--- START ---
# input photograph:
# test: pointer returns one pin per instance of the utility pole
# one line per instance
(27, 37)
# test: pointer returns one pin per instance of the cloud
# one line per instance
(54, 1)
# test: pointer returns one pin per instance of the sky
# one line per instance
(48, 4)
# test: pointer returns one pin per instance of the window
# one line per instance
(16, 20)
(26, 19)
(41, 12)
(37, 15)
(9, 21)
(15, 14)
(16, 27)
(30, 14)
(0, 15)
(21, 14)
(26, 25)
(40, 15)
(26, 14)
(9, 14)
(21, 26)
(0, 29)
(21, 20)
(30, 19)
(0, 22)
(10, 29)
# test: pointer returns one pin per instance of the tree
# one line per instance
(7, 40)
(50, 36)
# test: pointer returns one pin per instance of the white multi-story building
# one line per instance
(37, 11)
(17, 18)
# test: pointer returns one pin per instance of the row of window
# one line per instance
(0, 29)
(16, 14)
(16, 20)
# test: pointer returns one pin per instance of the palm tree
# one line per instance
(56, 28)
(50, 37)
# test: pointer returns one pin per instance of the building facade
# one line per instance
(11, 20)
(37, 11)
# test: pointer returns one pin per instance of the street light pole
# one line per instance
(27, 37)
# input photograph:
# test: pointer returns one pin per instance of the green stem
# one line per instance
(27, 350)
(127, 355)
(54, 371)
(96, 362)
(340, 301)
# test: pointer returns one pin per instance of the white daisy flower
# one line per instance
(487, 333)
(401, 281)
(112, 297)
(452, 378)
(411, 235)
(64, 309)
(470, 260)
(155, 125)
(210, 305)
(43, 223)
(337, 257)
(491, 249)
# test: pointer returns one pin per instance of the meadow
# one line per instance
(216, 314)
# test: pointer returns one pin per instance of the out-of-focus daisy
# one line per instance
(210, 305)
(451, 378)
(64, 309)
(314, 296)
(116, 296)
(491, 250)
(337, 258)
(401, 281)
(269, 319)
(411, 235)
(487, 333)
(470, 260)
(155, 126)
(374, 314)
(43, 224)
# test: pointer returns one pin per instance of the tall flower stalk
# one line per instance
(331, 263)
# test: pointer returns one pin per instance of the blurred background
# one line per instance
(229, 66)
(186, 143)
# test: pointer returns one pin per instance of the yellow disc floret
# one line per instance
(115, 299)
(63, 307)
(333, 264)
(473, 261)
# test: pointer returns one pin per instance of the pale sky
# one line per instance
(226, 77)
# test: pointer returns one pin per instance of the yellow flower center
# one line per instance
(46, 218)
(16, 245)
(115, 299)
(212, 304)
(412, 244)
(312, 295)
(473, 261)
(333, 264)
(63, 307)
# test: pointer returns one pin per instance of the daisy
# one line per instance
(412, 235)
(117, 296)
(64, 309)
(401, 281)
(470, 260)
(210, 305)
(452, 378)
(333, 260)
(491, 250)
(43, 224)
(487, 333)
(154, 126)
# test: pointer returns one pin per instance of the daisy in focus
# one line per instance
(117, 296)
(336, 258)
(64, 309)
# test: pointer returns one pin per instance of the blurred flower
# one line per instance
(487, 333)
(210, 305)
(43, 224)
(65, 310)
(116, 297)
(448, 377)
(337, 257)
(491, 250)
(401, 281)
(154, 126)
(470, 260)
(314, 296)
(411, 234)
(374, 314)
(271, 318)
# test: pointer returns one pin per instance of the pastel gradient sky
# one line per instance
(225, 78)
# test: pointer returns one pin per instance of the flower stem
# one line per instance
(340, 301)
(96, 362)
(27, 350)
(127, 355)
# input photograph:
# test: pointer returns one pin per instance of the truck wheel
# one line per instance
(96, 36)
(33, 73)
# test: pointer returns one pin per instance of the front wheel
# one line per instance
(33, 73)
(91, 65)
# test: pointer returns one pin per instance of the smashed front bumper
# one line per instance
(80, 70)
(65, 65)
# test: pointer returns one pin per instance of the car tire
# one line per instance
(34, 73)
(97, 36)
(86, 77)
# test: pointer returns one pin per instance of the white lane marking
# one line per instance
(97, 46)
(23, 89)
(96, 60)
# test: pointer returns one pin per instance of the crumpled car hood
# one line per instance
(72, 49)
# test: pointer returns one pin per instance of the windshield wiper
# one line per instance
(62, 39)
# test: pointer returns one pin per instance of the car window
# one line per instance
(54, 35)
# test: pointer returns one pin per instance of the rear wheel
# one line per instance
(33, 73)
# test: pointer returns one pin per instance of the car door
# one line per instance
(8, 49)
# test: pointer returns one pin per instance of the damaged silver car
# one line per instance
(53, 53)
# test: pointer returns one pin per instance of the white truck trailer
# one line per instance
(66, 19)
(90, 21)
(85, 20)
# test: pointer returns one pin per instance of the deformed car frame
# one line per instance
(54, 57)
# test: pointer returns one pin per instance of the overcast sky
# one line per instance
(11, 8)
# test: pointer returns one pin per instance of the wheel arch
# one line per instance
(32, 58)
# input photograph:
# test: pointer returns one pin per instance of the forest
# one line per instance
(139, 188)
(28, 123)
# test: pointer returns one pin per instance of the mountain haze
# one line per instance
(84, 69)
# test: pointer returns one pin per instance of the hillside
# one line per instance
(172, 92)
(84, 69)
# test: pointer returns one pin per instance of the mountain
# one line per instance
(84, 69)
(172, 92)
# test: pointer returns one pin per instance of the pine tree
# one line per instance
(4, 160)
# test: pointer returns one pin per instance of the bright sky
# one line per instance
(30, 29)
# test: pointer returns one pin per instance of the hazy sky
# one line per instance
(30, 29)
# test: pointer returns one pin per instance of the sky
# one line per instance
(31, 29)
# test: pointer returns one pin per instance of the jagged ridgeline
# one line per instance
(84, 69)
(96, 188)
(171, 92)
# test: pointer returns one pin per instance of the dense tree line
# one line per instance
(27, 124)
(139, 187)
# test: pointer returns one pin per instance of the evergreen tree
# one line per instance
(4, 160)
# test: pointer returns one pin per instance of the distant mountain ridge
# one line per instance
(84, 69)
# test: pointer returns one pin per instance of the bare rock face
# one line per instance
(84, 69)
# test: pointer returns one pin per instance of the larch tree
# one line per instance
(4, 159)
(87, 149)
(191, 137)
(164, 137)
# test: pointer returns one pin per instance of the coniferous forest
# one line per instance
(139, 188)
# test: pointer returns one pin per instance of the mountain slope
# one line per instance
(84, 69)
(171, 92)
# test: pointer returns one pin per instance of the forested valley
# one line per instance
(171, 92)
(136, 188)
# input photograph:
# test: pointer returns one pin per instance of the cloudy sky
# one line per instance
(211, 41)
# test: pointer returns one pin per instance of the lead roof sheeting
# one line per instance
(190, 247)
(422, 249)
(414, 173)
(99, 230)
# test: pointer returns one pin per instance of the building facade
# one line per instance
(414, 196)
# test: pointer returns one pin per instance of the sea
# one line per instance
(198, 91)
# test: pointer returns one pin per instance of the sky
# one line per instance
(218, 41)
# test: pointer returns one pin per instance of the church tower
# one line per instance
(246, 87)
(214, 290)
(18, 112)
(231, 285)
--- END ---
• _Try it_
In full and without alteration, reproduce the records above.

• _Your solution_
# input photograph:
# test: pointer returns one pin per instance of the utility pole
# one line per instance
(27, 37)
# test: pointer returns one pin per instance of the cloud
# one line per instance
(54, 1)
# test: pointer returns one pin per instance of the sky
# one line per instance
(48, 4)
# test: pointer returns one pin per instance of the window
# one line per instance
(16, 20)
(26, 19)
(41, 12)
(37, 15)
(9, 21)
(15, 14)
(16, 27)
(30, 14)
(0, 15)
(21, 14)
(26, 25)
(40, 15)
(26, 14)
(9, 14)
(21, 26)
(0, 29)
(21, 20)
(30, 19)
(0, 22)
(10, 29)
# test: pointer returns one pin per instance of the tree
# one line per instance
(7, 40)
(50, 36)
# test: pointer returns one pin per instance of the white multi-story building
# one line per instance
(37, 11)
(17, 18)
# test: pointer returns one pin per instance of the row of window
# one line per instance
(0, 29)
(16, 14)
(16, 20)
# test: pointer returns one pin per instance of the palm tree
# one line per instance
(56, 28)
(50, 37)
# test: pointer returns one pin per instance of the building facade
# one line per instance
(11, 20)
(37, 11)
# test: pointer returns one pin per instance of the street light pole
# one line per instance
(27, 37)
# input photograph:
# test: pointer returns one pin per instance of the green stem
# one line per instance
(27, 350)
(127, 355)
(54, 371)
(96, 362)
(340, 301)
# test: pointer returns one pin per instance of the white daisy flower
# one line per instance
(487, 333)
(401, 281)
(112, 297)
(452, 378)
(411, 235)
(64, 309)
(470, 260)
(155, 125)
(210, 305)
(43, 223)
(337, 257)
(491, 249)
# test: pointer returns one pin per instance of the meadow
# one line per instance
(216, 314)
# test: pointer returns one pin per instance of the out-of-focus daisy
# one line per instance
(210, 305)
(451, 378)
(64, 309)
(314, 296)
(116, 296)
(491, 250)
(337, 258)
(401, 281)
(269, 319)
(411, 235)
(487, 333)
(470, 260)
(155, 126)
(374, 314)
(43, 224)
# test: pointer returns one pin per instance of the tall flower stalk
# one line per instance
(331, 263)
# test: pointer returns one pin per instance of the blurred background
# one line per instance
(229, 66)
(186, 143)
# test: pointer returns one pin per instance of the yellow disc floret
# one line per instance
(115, 299)
(63, 307)
(333, 264)
(473, 261)
# test: pointer returns one pin per instance of the pale sky
# one line per instance
(226, 77)
# test: pointer returns one pin per instance of the yellow flower center
# one line per instance
(46, 218)
(16, 245)
(115, 299)
(212, 304)
(412, 244)
(312, 295)
(473, 261)
(333, 264)
(63, 307)
# test: pointer returns one pin per instance of the daisy
# one line per instance
(412, 235)
(117, 296)
(64, 309)
(401, 281)
(470, 260)
(210, 305)
(452, 378)
(333, 260)
(491, 250)
(43, 224)
(487, 333)
(154, 126)
# test: pointer returns one pin per instance of the daisy in focus
# one line per instance
(117, 296)
(336, 258)
(64, 309)
# test: pointer returns one pin per instance of the blurred flower
# one line per instance
(487, 333)
(210, 305)
(43, 224)
(65, 310)
(116, 297)
(448, 377)
(337, 257)
(491, 250)
(401, 281)
(154, 126)
(470, 260)
(314, 296)
(411, 234)
(374, 314)
(271, 318)
# test: pointer returns one pin per instance of the pastel gradient sky
# one line per instance
(225, 78)
# test: pointer returns one pin per instance of the flower stem
# one line per instance
(340, 301)
(96, 362)
(27, 350)
(127, 355)
# input photograph:
# test: pointer returns one pin per instance of the truck wheel
# one line per instance
(96, 36)
(33, 73)
# test: pointer returns one pin per instance of the front wheel
# one line per instance
(33, 73)
(91, 65)
# test: pointer returns one pin per instance of the smashed front bumper
# one line per instance
(80, 70)
(65, 65)
# test: pointer returns one pin per instance of the car tire
# one line per instance
(34, 73)
(97, 36)
(86, 77)
# test: pointer returns one pin per instance of the white lane marking
# one line per instance
(97, 46)
(23, 89)
(96, 60)
# test: pointer returns one pin per instance of the crumpled car hood
# one line per instance
(72, 49)
# test: pointer returns one pin per instance of the windshield wiper
# one line per instance
(62, 39)
# test: pointer returns one pin per instance of the car window
# one line per instance
(54, 35)
# test: pointer returns one pin per instance of the rear wheel
# one line per instance
(33, 73)
# test: pointer returns one pin per instance of the car door
# one line per instance
(8, 49)
# test: pointer returns one pin per instance of the damaged silver car
# one line per instance
(53, 53)
# test: pointer returns one pin per instance of the white truck trailer
# one line per instance
(66, 19)
(90, 21)
(85, 20)
# test: pointer returns one pin per instance of the deformed car frame
# one line per instance
(54, 57)
# test: pointer returns one pin per instance of the overcast sky
# one line per instance
(11, 8)
# test: pointer returns one pin per instance of the wheel arch
# one line per instance
(32, 58)
# input photograph:
# test: pointer returns one pin per instance of the forest
# one line per instance
(139, 188)
(28, 123)
# test: pointer returns one pin per instance of the mountain haze
# one line per instance
(84, 69)
# test: pointer returns one pin per instance of the hillside
# one line per instance
(172, 92)
(84, 69)
# test: pointer returns one pin per instance of the mountain
# one line per instance
(84, 69)
(172, 92)
# test: pointer returns one pin per instance of the pine tree
# one line per instance
(4, 160)
# test: pointer returns one pin per instance of the bright sky
# one line per instance
(30, 29)
# test: pointer returns one pin per instance of the hazy sky
# one line per instance
(30, 29)
# test: pointer returns one pin per instance of the sky
# one line per instance
(31, 29)
# test: pointer returns one pin per instance of the jagged ridgeline
# one line per instance
(84, 69)
(96, 188)
(171, 92)
# test: pointer returns one pin per instance of the dense tree line
# one line per instance
(27, 124)
(139, 187)
# test: pointer returns one pin per instance of the evergreen tree
# one line per instance
(4, 160)
# test: pointer returns one pin per instance of the distant mountain ridge
# one line per instance
(84, 69)
# test: pointer returns one pin per instance of the bare rock face
# one line per instance
(84, 69)
# test: pointer returns one pin per instance of the larch tree
# one line per instance
(4, 159)
(87, 149)
(191, 137)
(164, 137)
# test: pointer returns one pin per instance of the coniferous forest
# one line per instance
(139, 188)
# test: pointer returns one pin per instance of the mountain slope
# one line per instance
(84, 69)
(171, 92)
# test: pointer returns one pin per instance of the forested valley
# one line per instance
(171, 92)
(136, 188)
# input photograph:
# test: pointer returns one pin per instance of the cloudy sky
# one line per instance
(211, 41)
# test: pointer returns one pin per instance of the lead roof sheeting
# one line per instance
(190, 247)
(422, 249)
(414, 173)
(99, 230)
# test: pointer returns one pin per instance of the building facade
# one line per instance
(414, 196)
# test: pointer returns one pin per instance of the sea
# one line per instance
(198, 91)
# test: pointer returns one pin per instance of the sky
# one line per instance
(218, 41)
# test: pointer returns one pin per instance of the church tower
# one line per instance
(246, 87)
(214, 290)
(18, 112)
(231, 285)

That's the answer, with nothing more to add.